Data section:
**********

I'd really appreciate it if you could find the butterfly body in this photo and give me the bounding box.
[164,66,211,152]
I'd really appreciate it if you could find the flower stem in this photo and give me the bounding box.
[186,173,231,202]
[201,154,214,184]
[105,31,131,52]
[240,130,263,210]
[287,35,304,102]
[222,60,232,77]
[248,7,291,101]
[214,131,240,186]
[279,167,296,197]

**********

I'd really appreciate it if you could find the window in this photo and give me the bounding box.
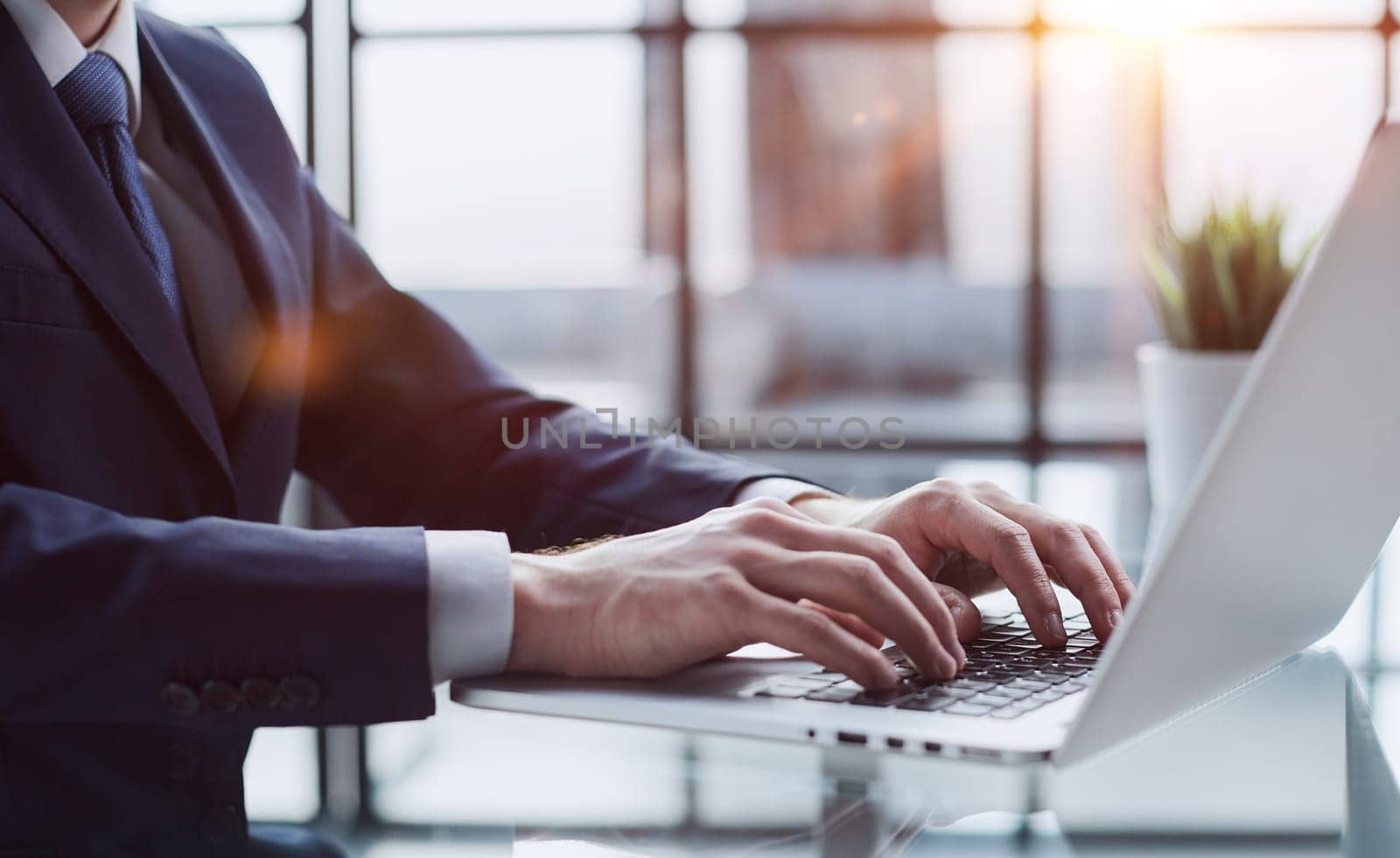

**********

Aim:
Rewrite the part of the records that opens with the line containing "I'd really appreciate it if you could find the butterfly" and closes with the line containing "[279,167,296,197]", keeping every line and shifting each bounding-box coordinate in the answers up by 116.

Correct output:
I'd really appreciate it if you could find the butterfly body in this photo and give me the bounding box.
[280,182,327,268]
I'd really appreciate it if you could find the flower stem in this photo and give me the bounding box.
[302,289,347,318]
[317,270,330,300]
[221,147,247,168]
[356,246,379,326]
[403,151,420,218]
[338,176,348,193]
[364,123,407,217]
[330,247,356,302]
[395,283,412,313]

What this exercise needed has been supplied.